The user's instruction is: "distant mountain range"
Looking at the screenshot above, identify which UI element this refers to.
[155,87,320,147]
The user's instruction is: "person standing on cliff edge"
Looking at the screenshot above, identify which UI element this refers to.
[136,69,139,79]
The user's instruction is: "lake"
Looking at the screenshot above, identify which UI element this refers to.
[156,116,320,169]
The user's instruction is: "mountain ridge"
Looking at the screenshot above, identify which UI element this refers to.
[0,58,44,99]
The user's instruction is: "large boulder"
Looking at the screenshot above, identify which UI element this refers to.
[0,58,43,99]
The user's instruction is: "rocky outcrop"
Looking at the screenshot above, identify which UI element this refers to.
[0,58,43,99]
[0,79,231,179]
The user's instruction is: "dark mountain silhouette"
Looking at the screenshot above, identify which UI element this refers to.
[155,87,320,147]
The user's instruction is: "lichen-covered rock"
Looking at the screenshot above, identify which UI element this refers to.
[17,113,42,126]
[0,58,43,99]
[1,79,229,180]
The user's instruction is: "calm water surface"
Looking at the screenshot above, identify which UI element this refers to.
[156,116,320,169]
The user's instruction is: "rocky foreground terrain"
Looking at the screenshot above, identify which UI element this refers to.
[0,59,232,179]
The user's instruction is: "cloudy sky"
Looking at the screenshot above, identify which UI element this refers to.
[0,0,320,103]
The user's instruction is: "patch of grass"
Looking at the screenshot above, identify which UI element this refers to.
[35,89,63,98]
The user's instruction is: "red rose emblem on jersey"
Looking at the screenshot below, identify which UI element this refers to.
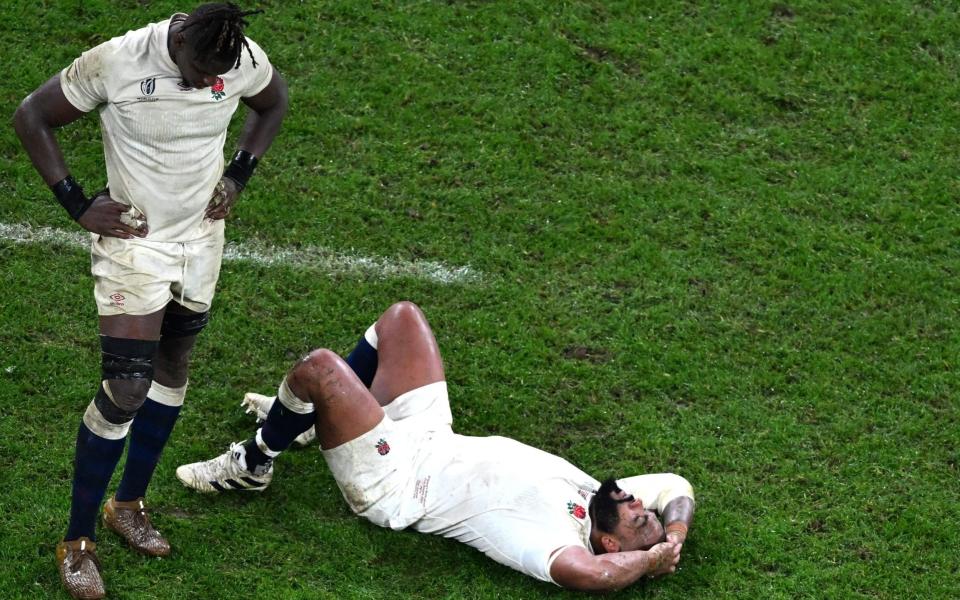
● ● ● ● ● ● ●
▸ **WHAT IS EXPECTED**: Put the records, from the start through the line containing "[1,79,229,180]", into a two-column CSV with the columns instruction and bbox, one row per request. Place each request's text and its answer in a single quoted field each, with line breaks replaced by spaces.

▸ **TASK ANSWER**:
instruction,bbox
"The user's instruction is: ""distant mountain range"" Looking at the screenshot above, identify which UI element this refers to.","[155,87,320,147]"
"The user's instruction is: ""person standing on cliff edge"" Looking at the screenshot above, identify which UI element this refers to.","[136,69,139,79]"
"The user's instruction is: ""lake"" Looking at the screenshot above, identify which UI element this refers to.","[156,116,320,169]"
"The user's instruction is: ""mountain ridge"" Looking at the screenshot above, identify which UI element this refers to.","[0,58,44,99]"
"The user's instruction is: ""large boulder"" Looking at the screenshot above, identify which UI element this refers to.","[0,58,43,99]"
"The user's instruction is: ""rocky outcrop"" Looking at the screenshot above, identify which UI element this refers to.","[0,58,43,99] [0,79,231,179]"
"The user's instruction is: ""dark mountain silhouette"" Looking at the screenshot above, identify which UI element this refers to.","[155,87,320,147]"
"The user's instruction is: ""lichen-covered rock"" Looking at the screenshot above, identify which UI element this refers to.","[17,113,42,126] [0,58,43,99] [1,79,229,180]"